**DATASET EXCERPTS:**
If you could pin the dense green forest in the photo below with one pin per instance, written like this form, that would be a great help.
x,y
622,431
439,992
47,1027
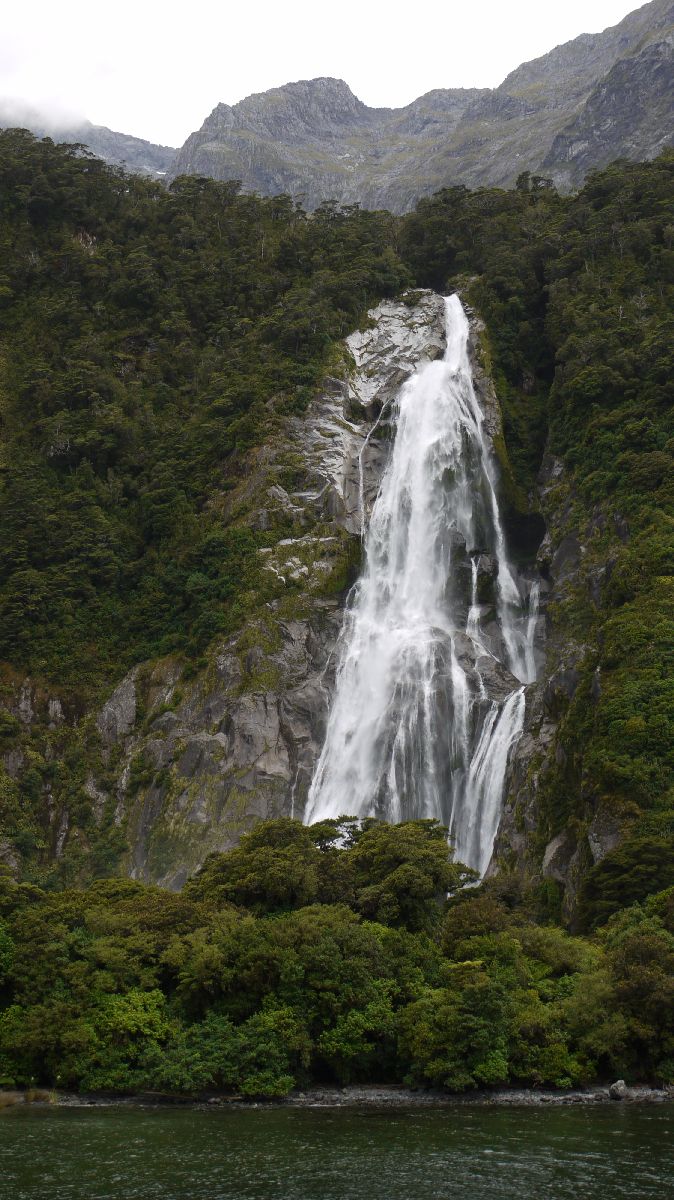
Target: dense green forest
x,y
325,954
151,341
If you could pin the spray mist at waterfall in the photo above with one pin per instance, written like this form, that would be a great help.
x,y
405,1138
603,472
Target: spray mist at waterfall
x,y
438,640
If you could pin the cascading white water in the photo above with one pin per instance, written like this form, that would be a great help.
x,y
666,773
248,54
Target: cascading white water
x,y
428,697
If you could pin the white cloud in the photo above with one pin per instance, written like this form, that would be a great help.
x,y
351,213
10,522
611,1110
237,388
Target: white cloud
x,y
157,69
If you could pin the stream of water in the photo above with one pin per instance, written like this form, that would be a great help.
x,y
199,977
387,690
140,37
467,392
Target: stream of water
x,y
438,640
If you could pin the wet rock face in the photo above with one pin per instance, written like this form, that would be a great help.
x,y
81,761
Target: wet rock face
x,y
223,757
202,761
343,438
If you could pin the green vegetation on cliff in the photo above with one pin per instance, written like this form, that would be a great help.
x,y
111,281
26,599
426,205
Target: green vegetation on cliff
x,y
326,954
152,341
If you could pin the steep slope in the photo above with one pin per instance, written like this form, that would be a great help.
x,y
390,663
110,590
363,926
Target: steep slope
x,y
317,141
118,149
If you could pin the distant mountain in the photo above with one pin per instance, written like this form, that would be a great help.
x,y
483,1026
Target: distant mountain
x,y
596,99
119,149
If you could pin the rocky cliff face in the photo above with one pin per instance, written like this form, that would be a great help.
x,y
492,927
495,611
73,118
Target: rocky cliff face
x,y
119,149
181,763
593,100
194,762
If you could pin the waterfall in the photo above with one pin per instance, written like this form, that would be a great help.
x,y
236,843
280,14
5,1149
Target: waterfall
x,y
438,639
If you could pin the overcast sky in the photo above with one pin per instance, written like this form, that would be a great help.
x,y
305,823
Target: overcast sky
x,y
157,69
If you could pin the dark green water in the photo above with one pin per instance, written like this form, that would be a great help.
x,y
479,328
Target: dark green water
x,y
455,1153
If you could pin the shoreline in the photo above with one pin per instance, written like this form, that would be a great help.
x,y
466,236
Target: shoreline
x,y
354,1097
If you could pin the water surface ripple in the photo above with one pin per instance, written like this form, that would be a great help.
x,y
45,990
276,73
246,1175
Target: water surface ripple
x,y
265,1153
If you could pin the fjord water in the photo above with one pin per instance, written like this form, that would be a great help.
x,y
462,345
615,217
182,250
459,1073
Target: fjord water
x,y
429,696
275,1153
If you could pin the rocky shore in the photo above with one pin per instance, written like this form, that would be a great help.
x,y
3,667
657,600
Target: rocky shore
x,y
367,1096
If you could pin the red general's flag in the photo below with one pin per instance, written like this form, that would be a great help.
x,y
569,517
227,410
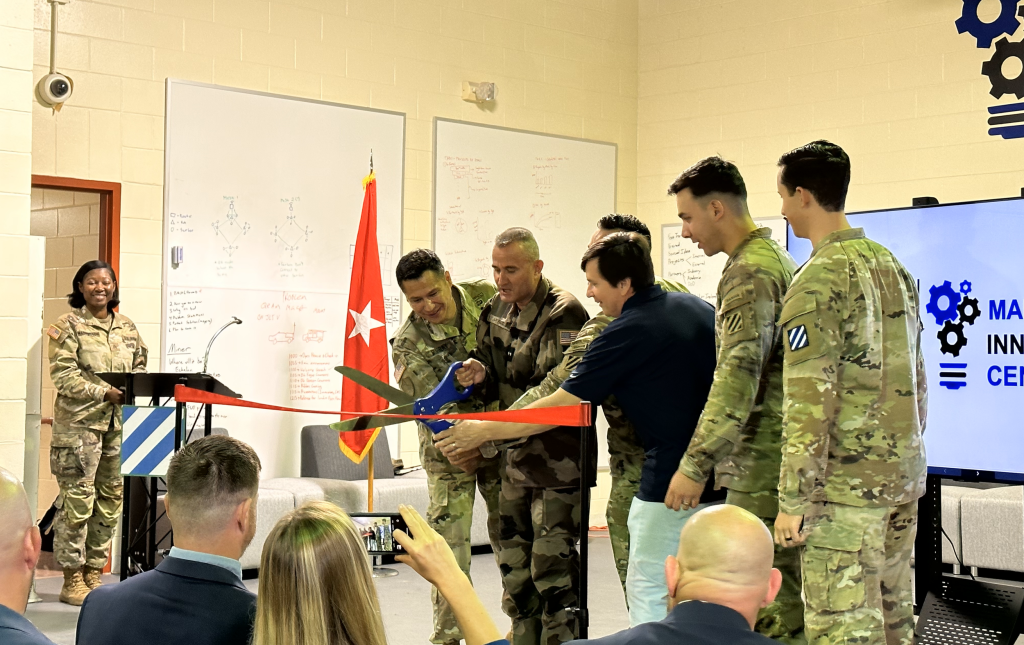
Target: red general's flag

**PROBLEM:** Rewrite everything from the line containing "If you could pin the rocky shore" down to the end of the items. Keep what each item asks and its sample points unchanged, raise every pin coordinate given as an answer by 67, and leave the pictures out.

**CORRECT OUTPUT:**
If you could pin the rocky shore in the photo above with one pin per instance, written like this form, that would be a great help.
x,y
3,667
657,600
Target: rocky shore
x,y
434,1163
If you could pin the red general's flag in the photo below with one pin per instance, written like this form, that would be a great help.
x,y
569,517
227,410
Target: red general's flag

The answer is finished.